Van Buren turned him down. He was doing just fine illustrating stories for The Saturday Evening Post, Collier's, Esquire, etc., and at age 46, saw no reason to embark on a new career. But Capp persevered, citing a diminishing audience for story illustration, what with radio eating into the reading audience by providing stories for free. Van Buren eventually relented, won over by the desirability of a regular feature over the uncertainties of the freelance life. Abbie & Slats began on Monday, July 12, 1937, distributed by United Feature Syndicate (which was already handling Abner, as well as The Captain & the Kids, Fritzi Ritz and other top comics).

Capp opened the strip with a sort of reverse on his Li'l Abner scenario. There, the protagonist was a rural innocent, and the first storyline sent him to New York. Abbie & Slats started with street-wise Aubrey Eustace "Slats" Scrapple, recently orphaned in New York, arriving by train in a small town called Crabtree Corners. He was met by his older cousin, Abigail Scrapple, a hatchet-faced spinster who initially looked askance at the thought of raising any kid with a name like "Aubrey Eustace", but quickly took a liking to tough, headstrong Slats. Abbie's sister, Sally, more prim and proper than the other two put together, rounded out the household.

Other early supporting characters included Jasper Hagstone, the town skinflint, who became Slats's sworn enemy when Slats slammed into Hagstone's limousine to avoid running over a dog that couldn't have been worth more than two bucks; Hagstone's daughter, Judy, an early object of Slats's affection; and Becky Groggins, who became Slats's one true love. Becky's father, J. Pierpont "Bathless" Groggins, also introduced in the strip's early days, was more than just a supporting character — over the years, he became a very prominent character indeed, and was pretty much the star of the Sunday strip.

#### [Stored items from a collection]
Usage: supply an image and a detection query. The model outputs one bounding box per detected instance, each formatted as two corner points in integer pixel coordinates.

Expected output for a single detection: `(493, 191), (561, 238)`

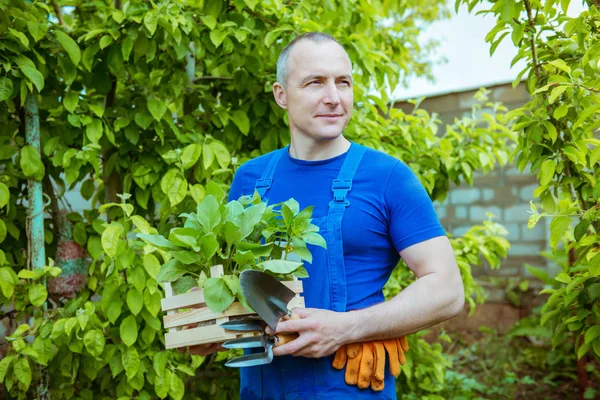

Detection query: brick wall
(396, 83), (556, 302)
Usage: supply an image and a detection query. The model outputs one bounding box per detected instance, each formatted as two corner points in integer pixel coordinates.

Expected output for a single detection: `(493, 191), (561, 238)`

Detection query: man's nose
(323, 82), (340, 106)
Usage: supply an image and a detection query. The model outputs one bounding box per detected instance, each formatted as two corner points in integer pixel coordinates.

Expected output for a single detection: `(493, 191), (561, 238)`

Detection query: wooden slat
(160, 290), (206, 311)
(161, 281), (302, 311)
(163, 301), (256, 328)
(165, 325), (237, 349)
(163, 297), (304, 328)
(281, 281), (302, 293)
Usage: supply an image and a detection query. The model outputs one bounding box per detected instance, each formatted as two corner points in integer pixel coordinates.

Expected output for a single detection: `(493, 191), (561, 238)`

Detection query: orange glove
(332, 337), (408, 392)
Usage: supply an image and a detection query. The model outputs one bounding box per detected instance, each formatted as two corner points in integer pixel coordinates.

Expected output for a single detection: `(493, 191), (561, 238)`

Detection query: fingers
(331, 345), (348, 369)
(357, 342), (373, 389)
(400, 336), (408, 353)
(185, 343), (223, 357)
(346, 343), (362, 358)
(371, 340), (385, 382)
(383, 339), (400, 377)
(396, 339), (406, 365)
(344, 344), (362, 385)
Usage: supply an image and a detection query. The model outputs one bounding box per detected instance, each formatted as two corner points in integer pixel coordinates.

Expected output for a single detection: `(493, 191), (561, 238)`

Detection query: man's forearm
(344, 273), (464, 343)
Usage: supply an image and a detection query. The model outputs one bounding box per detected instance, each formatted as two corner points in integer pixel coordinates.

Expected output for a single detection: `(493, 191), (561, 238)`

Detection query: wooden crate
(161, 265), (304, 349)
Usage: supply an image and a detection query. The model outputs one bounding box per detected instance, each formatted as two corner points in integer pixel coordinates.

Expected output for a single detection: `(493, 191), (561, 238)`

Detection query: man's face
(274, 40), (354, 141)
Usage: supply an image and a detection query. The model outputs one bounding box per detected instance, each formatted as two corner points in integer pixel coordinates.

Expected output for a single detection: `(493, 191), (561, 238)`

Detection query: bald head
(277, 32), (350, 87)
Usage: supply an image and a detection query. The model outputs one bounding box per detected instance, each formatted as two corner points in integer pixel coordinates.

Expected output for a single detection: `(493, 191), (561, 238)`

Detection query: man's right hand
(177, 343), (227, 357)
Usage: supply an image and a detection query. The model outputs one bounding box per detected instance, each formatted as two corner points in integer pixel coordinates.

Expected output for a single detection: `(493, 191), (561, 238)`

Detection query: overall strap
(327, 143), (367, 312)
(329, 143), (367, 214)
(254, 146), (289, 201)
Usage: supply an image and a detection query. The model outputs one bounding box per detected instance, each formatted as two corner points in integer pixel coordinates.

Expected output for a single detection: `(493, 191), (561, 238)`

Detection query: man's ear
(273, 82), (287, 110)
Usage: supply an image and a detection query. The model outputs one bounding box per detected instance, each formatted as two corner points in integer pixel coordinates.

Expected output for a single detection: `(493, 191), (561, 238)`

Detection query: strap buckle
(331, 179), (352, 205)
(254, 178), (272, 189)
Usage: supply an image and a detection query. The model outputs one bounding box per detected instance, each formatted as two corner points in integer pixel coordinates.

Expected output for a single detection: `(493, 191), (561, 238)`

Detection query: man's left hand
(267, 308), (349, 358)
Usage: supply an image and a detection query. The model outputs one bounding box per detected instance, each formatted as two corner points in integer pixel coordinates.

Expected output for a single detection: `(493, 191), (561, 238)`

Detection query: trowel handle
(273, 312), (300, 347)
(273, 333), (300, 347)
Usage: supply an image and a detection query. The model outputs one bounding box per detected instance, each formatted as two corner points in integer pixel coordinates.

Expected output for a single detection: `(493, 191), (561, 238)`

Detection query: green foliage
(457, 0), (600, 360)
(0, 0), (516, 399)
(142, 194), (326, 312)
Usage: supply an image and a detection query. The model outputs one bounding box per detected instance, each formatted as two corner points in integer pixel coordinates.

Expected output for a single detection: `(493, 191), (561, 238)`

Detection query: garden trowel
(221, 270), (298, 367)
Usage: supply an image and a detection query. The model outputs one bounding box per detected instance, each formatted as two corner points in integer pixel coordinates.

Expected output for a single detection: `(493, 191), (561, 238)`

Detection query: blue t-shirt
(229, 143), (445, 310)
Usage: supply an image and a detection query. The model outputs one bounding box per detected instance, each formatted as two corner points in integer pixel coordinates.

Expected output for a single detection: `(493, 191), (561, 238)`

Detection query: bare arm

#### [Work to do]
(a) Can you reproduce the passage about the comic strip, starting at "Other early supporting" and ending at "the Sunday strip."?
(b) Could you give back the records, starting at their first line and ending at the line that contains "(396, 83), (556, 302)" (both included)? Keep the requests and the sample output line unchanged, but multiply each bounding-box coordinate in the answers by 1.95 and round it to a whole number, with halves rounded up. Leave the pictures out.

#### [Task solutions]
(a)
Other early supporting characters included Jasper Hagstone, the town skinflint, who became Slats's sworn enemy when Slats slammed into Hagstone's limousine to avoid running over a dog that couldn't have been worth more than two bucks; Hagstone's daughter, Judy, an early object of Slats's affection; and Becky Groggins, who became Slats's one true love. Becky's father, J. Pierpont "Bathless" Groggins, also introduced in the strip's early days, was more than just a supporting character — over the years, he became a very prominent character indeed, and was pretty much the star of the Sunday strip.

(b)
Usage: supply an image and a detection query. The model outputs one bounding box per detected instance, each formatted as two corner points in integer pixel coordinates.

Expected output for a single detection: `(493, 191), (561, 238)`


Detection query: brick wall
(772, 162), (1084, 589)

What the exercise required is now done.